Without altering a single word, repeat the records that follow.

··· Data in this exercise

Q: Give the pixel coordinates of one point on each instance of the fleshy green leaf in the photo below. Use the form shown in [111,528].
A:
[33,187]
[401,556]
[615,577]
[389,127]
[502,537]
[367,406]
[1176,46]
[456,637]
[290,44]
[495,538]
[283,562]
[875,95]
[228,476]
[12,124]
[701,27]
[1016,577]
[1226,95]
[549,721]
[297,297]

······

__Written response__:
Q: Give the pixel coordinates of one point on each instance of the fleshy green leaf in the photo below. Use the form shown in [111,528].
A:
[33,187]
[401,556]
[615,577]
[389,127]
[502,537]
[367,406]
[1176,46]
[456,637]
[290,44]
[495,538]
[283,562]
[875,95]
[228,476]
[12,124]
[701,27]
[1016,577]
[1226,95]
[549,721]
[297,297]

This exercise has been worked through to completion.